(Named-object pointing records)
■ ■ ■ ■

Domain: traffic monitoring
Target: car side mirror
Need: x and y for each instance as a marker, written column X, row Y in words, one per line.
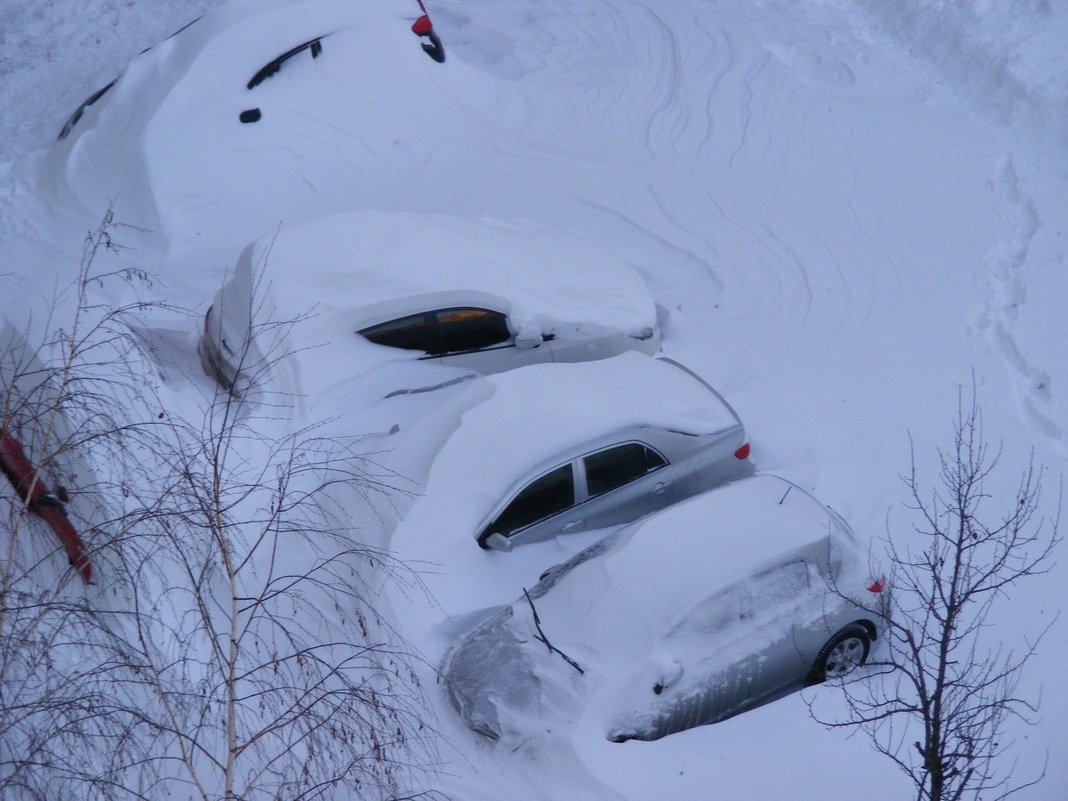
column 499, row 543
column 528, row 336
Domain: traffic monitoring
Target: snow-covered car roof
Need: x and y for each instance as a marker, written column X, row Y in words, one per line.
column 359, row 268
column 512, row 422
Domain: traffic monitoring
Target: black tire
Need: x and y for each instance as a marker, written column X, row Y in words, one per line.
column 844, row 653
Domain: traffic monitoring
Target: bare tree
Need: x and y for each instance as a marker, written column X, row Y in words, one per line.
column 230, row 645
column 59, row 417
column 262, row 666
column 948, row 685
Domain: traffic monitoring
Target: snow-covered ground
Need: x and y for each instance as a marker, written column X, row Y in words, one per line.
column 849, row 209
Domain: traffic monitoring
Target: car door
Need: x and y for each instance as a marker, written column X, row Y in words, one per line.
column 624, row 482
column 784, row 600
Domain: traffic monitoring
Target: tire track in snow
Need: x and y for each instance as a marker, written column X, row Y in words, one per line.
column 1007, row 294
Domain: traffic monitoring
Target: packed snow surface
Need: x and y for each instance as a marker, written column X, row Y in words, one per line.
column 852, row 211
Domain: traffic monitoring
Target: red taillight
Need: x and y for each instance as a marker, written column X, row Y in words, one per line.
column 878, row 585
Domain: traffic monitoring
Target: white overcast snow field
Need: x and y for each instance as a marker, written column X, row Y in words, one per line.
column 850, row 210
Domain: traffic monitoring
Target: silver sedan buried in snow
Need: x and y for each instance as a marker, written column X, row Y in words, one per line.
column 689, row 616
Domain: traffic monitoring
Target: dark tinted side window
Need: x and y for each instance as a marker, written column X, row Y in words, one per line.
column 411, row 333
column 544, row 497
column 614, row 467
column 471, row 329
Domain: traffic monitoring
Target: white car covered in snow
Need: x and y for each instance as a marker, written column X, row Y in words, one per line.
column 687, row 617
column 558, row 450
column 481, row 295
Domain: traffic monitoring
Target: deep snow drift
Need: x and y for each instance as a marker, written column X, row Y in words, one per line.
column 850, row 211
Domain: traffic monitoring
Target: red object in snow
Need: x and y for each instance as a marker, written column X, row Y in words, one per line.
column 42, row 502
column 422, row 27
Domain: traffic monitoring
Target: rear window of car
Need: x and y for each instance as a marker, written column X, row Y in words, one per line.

■ ■ ■ ■

GOAL »
Could you reproduce every record above exactly, leaving out the pictures?

RESULT FOR THIS EXERCISE »
Domain: traffic monitoring
Target: car side mirror
Need: x and y for each instance as a marker, written column X, row Y in words, one per line.
column 499, row 543
column 528, row 336
Domain: traffic monitoring
Target: snow-covered car roof
Need: x and y for each instance as a marker, written column X, row Y in words, one per line.
column 359, row 268
column 512, row 422
Domain: traffic monitoring
Target: black tire
Need: x and y for each instance as a marker, written column X, row Y in words, one per line.
column 844, row 653
Domain: traffic monitoring
Target: bare tree
Need: x and y for each instance as a marker, written column X, row Y in words, one per line.
column 230, row 645
column 59, row 417
column 262, row 666
column 948, row 685
Domain: traffic monitoring
Target: snow-covered ground
Need: x and y for each instance as a marker, written column X, row Y in words, one per line.
column 849, row 209
Domain: traffic monitoring
Target: car door
Need: x and y for each instance as a marker, written column X, row Y in words, one per line.
column 624, row 482
column 784, row 600
Domain: traffic monitoring
Target: tire track in snow
Need: x and y for each instance as a marker, written column X, row Y in words, one per line.
column 1007, row 294
Domain: traffic monitoring
Target: packed snow surface
Need: x and y for each instance as a marker, written column X, row Y in words, one per line.
column 852, row 211
Domain: traffic monitoring
Target: red taillight
Need: x and y for each instance as a marker, written column X, row Y in words, one per line.
column 878, row 585
Domain: traffic monitoring
Target: white overcast snow field
Need: x and y for each instance as a marker, written column X, row Y in words, one per line.
column 850, row 210
Domain: traffic monitoring
Target: silver sedan buried in snow
Need: x and y for each instance as a marker, written column X, row Y in words, one per line.
column 689, row 616
Domain: traffic monitoring
Target: dark tinted side window
Need: x and y for each instance as a marker, written column X, row Y in words, one per line.
column 411, row 333
column 544, row 497
column 614, row 467
column 471, row 329
Domain: traffic monitoring
Target: white car covered in snow
Need: x and y for each instance as a marker, written column X, row Y in words, one per line.
column 687, row 617
column 558, row 450
column 481, row 295
Domain: traffic monitoring
Target: deep snow drift
Need: x and y for each instance as a marker, written column X, row Y in words, one per line.
column 850, row 211
Domain: traffic monitoring
Target: red object in snow
Need: x and y for each instance as a marker, written column X, row Y in words, one per line.
column 42, row 502
column 422, row 27
Domain: traffic monitoring
Target: rear window of car
Need: x and y for each instance as a marker, written column X, row Y in words, one per line.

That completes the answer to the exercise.